### [Goal]
Reproduce every line of the data below without changing anything.

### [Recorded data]
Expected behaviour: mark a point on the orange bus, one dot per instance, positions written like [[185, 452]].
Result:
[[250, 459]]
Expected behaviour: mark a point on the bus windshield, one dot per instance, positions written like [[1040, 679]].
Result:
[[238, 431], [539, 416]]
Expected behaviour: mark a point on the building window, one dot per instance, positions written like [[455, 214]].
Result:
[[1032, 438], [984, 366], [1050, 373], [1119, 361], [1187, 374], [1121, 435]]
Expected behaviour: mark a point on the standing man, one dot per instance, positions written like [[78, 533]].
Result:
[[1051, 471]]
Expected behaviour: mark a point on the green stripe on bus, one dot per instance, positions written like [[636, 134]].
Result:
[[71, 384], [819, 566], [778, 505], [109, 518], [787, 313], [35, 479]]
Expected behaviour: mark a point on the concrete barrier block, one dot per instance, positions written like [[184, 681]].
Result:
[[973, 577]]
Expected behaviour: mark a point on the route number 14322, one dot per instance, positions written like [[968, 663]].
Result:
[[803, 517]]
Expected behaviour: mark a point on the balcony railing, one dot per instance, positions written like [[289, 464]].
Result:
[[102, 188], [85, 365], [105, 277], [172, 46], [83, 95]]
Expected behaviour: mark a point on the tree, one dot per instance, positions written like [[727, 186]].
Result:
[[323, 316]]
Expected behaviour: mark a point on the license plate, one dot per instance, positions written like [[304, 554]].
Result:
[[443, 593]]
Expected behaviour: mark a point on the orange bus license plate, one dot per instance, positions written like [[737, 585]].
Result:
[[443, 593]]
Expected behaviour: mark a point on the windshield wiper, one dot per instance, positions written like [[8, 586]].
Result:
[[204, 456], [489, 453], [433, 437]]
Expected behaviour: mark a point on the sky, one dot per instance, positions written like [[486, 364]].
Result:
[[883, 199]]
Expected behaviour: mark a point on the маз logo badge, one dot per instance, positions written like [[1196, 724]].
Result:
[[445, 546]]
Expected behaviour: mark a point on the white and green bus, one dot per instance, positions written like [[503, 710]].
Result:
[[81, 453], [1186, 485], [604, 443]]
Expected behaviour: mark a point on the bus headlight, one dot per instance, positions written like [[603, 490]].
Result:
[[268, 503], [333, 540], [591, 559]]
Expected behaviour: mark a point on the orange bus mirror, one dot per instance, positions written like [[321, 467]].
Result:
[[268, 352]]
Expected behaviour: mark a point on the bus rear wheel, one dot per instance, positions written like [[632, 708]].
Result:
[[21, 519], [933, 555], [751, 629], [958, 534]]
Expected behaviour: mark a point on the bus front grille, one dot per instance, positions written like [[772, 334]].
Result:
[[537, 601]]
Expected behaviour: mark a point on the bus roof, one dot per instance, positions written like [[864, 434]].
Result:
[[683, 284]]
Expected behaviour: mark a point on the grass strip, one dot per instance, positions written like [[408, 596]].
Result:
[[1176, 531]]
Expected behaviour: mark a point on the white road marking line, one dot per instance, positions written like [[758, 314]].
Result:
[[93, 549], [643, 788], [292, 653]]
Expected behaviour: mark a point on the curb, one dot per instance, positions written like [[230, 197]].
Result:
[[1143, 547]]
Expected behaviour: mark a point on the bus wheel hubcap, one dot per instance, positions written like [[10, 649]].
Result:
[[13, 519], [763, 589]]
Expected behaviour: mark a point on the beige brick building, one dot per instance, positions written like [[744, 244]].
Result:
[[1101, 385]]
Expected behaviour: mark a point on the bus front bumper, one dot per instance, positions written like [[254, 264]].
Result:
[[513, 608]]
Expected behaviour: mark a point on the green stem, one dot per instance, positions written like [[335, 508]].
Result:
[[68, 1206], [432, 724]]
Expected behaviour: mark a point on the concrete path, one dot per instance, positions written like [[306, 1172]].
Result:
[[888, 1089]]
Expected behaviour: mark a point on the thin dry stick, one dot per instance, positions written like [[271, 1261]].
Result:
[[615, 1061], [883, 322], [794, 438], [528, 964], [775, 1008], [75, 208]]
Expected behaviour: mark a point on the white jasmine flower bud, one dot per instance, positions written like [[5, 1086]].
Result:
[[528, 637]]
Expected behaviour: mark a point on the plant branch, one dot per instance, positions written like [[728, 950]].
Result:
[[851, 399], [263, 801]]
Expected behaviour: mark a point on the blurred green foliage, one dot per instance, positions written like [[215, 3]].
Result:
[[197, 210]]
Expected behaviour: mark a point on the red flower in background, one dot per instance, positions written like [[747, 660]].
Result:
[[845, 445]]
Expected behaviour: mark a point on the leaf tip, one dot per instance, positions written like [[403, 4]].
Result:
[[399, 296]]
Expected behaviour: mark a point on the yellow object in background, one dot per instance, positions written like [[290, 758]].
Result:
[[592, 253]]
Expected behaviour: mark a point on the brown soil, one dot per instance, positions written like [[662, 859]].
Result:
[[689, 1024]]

### [The answer]
Expected behaviour: mark a point on the orange bus, one dot per instance, positions written like [[185, 452]].
Result:
[[250, 459]]
Expected behaviour: mark a point on the bus windshield, one dot per instance, positions written like [[1040, 679]].
Result:
[[238, 431], [539, 416]]
Expected behaviour: mark a point on the building window, one dot per instance, positions written like [[455, 214]].
Result:
[[1032, 438], [984, 366], [1050, 373], [1119, 361], [1187, 374], [1121, 435]]
Expected behaviour: mark a point on the standing man, one dot per instance, positions written like [[78, 533]].
Result:
[[1051, 471]]
Expected behaviour: mark a point on the green stripe on bus, one dot per instance, positions written like [[636, 134]].
Result:
[[71, 384], [819, 566], [778, 505], [109, 518], [787, 313], [35, 479]]
Expected behaviour: mark a point on the concrete barrier block, one dot per instance, positions written like [[184, 681]].
Result:
[[973, 577]]
Expected behaviour: mark a point on the route number 14322, one dot per instance, positions written like [[968, 663]].
Result:
[[803, 517]]
Expected behaviour: mark a point on the balcony railing, one dot per instance, positions written like [[289, 464]].
Result:
[[102, 188], [85, 365], [105, 277], [172, 46], [83, 95]]
Expected behaviour: mark a point on the tree, one dot per instance, positions written like [[727, 186]].
Result:
[[323, 316]]
Expected behaviour: mark a point on the license plate, one dot per instance, positions written like [[304, 554]].
Result:
[[443, 593]]
Expected behaviour: mark a point on the orange bus license plate, one dot per instance, positions written like [[737, 585]].
Result:
[[443, 593]]
Expected behaviour: mark a point on the windshield wiper, one dot per instance, positions written like [[8, 586]].
Result:
[[204, 456], [489, 453], [433, 437]]
Expected behaviour: mark a point on the sky, one dot per instance, positions written like [[486, 364]].
Result:
[[883, 199]]
Expected behaviour: mark a point on the маз logo badge, one dot per instance, positions written like [[1196, 724]].
Result:
[[445, 546]]
Expected behaviour: mark a point on the white and green bus, one dot per instance, positions written like [[503, 710]].
Result:
[[81, 453], [1186, 485], [604, 443]]
Expected behaviour: mark a point on the bus headlight, one dot per instance, positions written like [[603, 490]].
Result:
[[268, 503], [333, 540], [591, 559]]
Expected behaviour: mark a point on the orange bus mirror, one dot per instance, positions written like [[321, 467]].
Result:
[[268, 352]]
Expected behaviour: mark a point on the bus rear wheel, one dot per instance, positions written like [[632, 708]].
Result:
[[21, 519], [933, 555], [751, 629], [958, 534]]
Expected behaviour: mark a point on the bus front grille, one dot per instance, positions written like [[772, 334]].
Result:
[[537, 601]]
Expected behaviour: mark a point on the bus roof, one dot per instance, positions written like [[864, 434]].
Result:
[[683, 284]]
Expected behaviour: mark a point on the grass strip, one dot per instance, positions written like [[408, 596]].
Result:
[[1176, 531]]
Expected behaviour: mark a point on the white road marking line, one dot per instance, positions written like [[758, 314]].
Result:
[[93, 549], [643, 788], [292, 653]]
Expected behaviour: mark a point on the curb, one dot per instance, positions written like [[230, 197]].
Result:
[[1143, 547]]
Expected behaviour: mark a point on the bus wheel hubcap, one dot per instance, positions written like [[10, 649]].
Result:
[[13, 519], [763, 589]]
Expected behaviour: mark a point on the beige brick building, one dot per instance, positions written like [[744, 244]].
Result:
[[1101, 385]]
Expected behaviour: mark a point on the bus front bumper, one dot per instance, positions written like [[254, 264]].
Result:
[[513, 608]]
Expected behaviour: mark a point on the green stem, one dot per instance, positions written like [[335, 508]].
Result:
[[68, 1206], [432, 724]]
Expected behaviour: mark a point on the concrete path, one dot per instance, positions written like [[306, 1172]].
Result:
[[888, 1089]]
Expected behaviour: mark a point on the thin dry stick, one dot per instance, positions written like [[271, 1261]].
Result:
[[615, 1061], [883, 322], [794, 438], [528, 964], [775, 1008], [75, 208]]
Expected behaviour: mark a point on the white jasmine flower bud, one dot per instance, positions written like [[5, 1086]].
Result:
[[528, 637]]
Expected behaviour: mark a point on the plant branch, one dot per instance, positions written like [[728, 950]].
Result:
[[851, 399], [263, 801]]
Expected behaviour: mark a point on the blurred green foliage, one dot per instance, positions written like [[215, 3]].
Result:
[[197, 210]]
Expected behaviour: mark a point on the red flower in background, one dot per instance, positions written like [[747, 660]].
Result:
[[845, 445]]
Expected behaviour: mark a point on the leaf tip, one dot per instance, positions written like [[403, 4]].
Result:
[[399, 296]]
Expected behaviour: mark a point on the yellow object in background, one dot per instance, positions written like [[290, 758]].
Result:
[[592, 253]]
Expected behaviour: mark a point on the brown soil, one dot per instance, positions written like [[662, 859]].
Result:
[[689, 1024]]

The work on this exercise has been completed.